Task input:
start
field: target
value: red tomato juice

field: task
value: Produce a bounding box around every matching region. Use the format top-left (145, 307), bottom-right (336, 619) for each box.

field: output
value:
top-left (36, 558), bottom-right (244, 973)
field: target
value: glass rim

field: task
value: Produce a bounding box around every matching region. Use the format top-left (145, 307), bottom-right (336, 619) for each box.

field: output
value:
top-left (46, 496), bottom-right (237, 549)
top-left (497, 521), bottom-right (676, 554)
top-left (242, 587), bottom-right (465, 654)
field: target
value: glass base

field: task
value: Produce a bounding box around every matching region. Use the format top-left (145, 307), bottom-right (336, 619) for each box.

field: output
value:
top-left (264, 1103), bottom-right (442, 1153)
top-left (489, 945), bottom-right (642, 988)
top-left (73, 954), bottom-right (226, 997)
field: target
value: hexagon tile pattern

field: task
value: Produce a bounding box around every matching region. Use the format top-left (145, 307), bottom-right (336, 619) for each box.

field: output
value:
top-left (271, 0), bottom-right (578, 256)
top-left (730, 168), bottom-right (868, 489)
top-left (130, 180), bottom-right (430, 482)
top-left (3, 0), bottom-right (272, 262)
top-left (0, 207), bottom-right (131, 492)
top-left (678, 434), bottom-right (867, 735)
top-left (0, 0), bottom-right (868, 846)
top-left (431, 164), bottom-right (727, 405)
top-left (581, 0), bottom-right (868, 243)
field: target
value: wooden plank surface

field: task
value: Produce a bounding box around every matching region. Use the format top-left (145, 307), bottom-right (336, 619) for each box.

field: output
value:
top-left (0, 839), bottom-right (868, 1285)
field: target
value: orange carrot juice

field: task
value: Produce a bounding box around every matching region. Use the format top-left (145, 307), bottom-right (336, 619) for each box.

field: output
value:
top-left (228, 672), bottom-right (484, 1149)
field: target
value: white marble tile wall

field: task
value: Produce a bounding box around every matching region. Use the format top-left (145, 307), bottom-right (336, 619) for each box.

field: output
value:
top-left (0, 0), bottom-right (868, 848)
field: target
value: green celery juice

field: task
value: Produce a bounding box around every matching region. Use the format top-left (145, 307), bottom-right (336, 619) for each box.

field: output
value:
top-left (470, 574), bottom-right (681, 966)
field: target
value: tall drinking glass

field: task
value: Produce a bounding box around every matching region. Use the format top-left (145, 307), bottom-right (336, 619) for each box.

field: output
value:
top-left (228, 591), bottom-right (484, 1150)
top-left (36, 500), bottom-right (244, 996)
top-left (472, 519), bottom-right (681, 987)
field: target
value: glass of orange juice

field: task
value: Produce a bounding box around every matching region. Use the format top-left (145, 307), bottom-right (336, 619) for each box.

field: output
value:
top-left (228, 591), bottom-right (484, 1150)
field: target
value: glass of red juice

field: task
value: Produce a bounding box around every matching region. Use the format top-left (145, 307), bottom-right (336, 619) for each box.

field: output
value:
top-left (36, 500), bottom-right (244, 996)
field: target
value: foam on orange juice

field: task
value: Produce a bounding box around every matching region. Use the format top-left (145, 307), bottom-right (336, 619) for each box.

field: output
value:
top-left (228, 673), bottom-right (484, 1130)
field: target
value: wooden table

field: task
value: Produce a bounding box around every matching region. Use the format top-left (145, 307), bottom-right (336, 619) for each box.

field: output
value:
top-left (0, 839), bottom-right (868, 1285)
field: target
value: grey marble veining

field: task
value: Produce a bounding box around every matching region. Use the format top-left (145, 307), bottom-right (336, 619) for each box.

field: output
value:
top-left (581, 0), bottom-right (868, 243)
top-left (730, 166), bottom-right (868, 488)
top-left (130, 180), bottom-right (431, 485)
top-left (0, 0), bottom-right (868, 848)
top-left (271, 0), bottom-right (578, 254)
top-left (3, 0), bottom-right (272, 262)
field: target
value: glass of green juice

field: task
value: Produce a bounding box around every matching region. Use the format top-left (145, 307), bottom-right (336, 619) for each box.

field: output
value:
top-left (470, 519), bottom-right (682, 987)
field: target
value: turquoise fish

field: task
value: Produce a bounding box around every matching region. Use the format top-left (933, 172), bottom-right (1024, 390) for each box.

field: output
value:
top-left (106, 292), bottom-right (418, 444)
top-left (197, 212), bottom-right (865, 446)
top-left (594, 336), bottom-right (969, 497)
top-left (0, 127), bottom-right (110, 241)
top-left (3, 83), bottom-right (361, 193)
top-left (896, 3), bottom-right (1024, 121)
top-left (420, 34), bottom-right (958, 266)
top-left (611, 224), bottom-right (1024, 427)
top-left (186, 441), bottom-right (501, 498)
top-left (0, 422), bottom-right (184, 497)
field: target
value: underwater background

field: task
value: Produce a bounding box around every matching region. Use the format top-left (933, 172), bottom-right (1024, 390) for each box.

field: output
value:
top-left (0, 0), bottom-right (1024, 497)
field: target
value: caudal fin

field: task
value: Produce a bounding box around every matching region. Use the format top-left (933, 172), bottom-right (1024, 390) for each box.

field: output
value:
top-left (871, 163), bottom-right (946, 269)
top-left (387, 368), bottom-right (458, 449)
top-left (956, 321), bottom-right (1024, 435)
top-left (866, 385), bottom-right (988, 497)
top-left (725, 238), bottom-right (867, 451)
end
What is expected: Write out every line of the records above, keeping each one identical to the original.

Written solution:
field: target
value: red tomato juice

field: task
value: Produce a bounding box around every matching region. Use the format top-left (145, 307), bottom-right (336, 619) for each box.

field: output
value:
top-left (36, 558), bottom-right (244, 973)
field: target
value: glass rim

field: task
value: Produce a bounding box around every matching region. Use the format top-left (145, 307), bottom-right (336, 619) for each box.

field: output
value:
top-left (46, 496), bottom-right (237, 549)
top-left (497, 521), bottom-right (676, 554)
top-left (242, 587), bottom-right (465, 654)
field: target
value: glass base

field: task
value: Produce a bounding box around every matching region. Use the format top-left (145, 307), bottom-right (336, 619) for each box.

field: output
value:
top-left (264, 1103), bottom-right (442, 1153)
top-left (489, 945), bottom-right (642, 988)
top-left (73, 954), bottom-right (226, 997)
field: target
value: hexagon tile pattern

field: task
value: Produce a bounding box around every matching region. Use the format top-left (145, 307), bottom-right (336, 619) for each box.

field: output
value:
top-left (271, 0), bottom-right (578, 256)
top-left (730, 168), bottom-right (868, 489)
top-left (130, 180), bottom-right (430, 482)
top-left (3, 0), bottom-right (272, 262)
top-left (0, 207), bottom-right (131, 492)
top-left (678, 434), bottom-right (867, 735)
top-left (0, 0), bottom-right (868, 846)
top-left (431, 164), bottom-right (727, 405)
top-left (581, 0), bottom-right (868, 243)
field: target
value: wooden plank surface

field: task
value: Produce a bounding box around every matching region. Use the format top-left (145, 307), bottom-right (336, 619) for each box.

field: output
value:
top-left (0, 839), bottom-right (868, 1285)
field: target
value: orange carrot juice

field: task
value: Produce a bounding box around every matching region. Use the format top-left (145, 307), bottom-right (336, 619) for each box.

field: output
value:
top-left (228, 672), bottom-right (484, 1149)
field: target
value: white marble tile wall

field: task
value: Produce a bounding box around every matching region. Use the format top-left (145, 307), bottom-right (336, 619) for each box.

field: output
value:
top-left (0, 0), bottom-right (868, 848)
field: target
value: green celery juice

field: task
value: Produce a bounding box around every matching region. Use the format top-left (145, 307), bottom-right (336, 619) for each box.

field: output
value:
top-left (470, 574), bottom-right (681, 966)
field: target
value: tall drinking glass

field: task
value: Produce a bounding box around every matching region. Use the format top-left (145, 307), bottom-right (336, 619) for each box.

field: output
value:
top-left (228, 591), bottom-right (484, 1150)
top-left (36, 500), bottom-right (244, 996)
top-left (472, 519), bottom-right (681, 987)
field: target
value: glass of orange juice

field: task
value: Produce a bounding box around every matching region. Use the format top-left (145, 307), bottom-right (336, 619) for each box.

field: output
value:
top-left (228, 591), bottom-right (484, 1150)
field: target
value: glass of red juice

field: task
value: Produce a bounding box around every matching region. Use the format top-left (145, 307), bottom-right (336, 619) for each box.

field: output
value:
top-left (36, 500), bottom-right (244, 996)
field: target
value: foam on orange juice

field: task
value: Produce a bounding box around every matching region. Use the format top-left (145, 307), bottom-right (336, 619) for each box.

field: output
value:
top-left (228, 673), bottom-right (484, 1130)
field: target
value: wooden table

field: task
value: Produce a bounding box around every matching region. Use the format top-left (145, 307), bottom-right (336, 619) for each box.

field: output
value:
top-left (0, 839), bottom-right (868, 1285)
field: target
value: grey marble veining

field: task
value: Produce a bounding box around every matching region. Use the format top-left (145, 307), bottom-right (336, 619) for each box.

field: output
value:
top-left (581, 0), bottom-right (868, 243)
top-left (730, 166), bottom-right (868, 488)
top-left (130, 180), bottom-right (431, 485)
top-left (0, 0), bottom-right (868, 848)
top-left (271, 0), bottom-right (578, 254)
top-left (3, 0), bottom-right (272, 262)
field: target
value: glass of green juice

field: task
value: Produce a bounding box around every matching region. Use the format top-left (145, 307), bottom-right (336, 619) for each box.

field: output
value:
top-left (470, 519), bottom-right (682, 987)
field: target
value: turquoise fish

field: task
value: Produce a bounding box around every matching region. Use the format top-left (933, 172), bottom-right (1024, 390) for each box.

field: output
value:
top-left (106, 292), bottom-right (418, 444)
top-left (197, 212), bottom-right (865, 446)
top-left (594, 336), bottom-right (969, 497)
top-left (0, 127), bottom-right (110, 241)
top-left (3, 83), bottom-right (361, 193)
top-left (896, 3), bottom-right (1024, 121)
top-left (420, 34), bottom-right (958, 266)
top-left (611, 224), bottom-right (1024, 427)
top-left (186, 441), bottom-right (501, 498)
top-left (0, 422), bottom-right (184, 497)
field: target
value: underwater background

field: task
value: Produce a bounding box around every matching region. Use the format top-left (933, 172), bottom-right (1024, 390) for each box.

field: output
value:
top-left (0, 0), bottom-right (1024, 497)
field: target
value: caudal fin

field: task
value: Produce a bounding box around every matching region. Use the format top-left (933, 172), bottom-right (1024, 390) for each box.

field: output
value:
top-left (871, 163), bottom-right (946, 269)
top-left (387, 368), bottom-right (458, 449)
top-left (956, 321), bottom-right (1024, 435)
top-left (866, 385), bottom-right (988, 497)
top-left (725, 238), bottom-right (867, 451)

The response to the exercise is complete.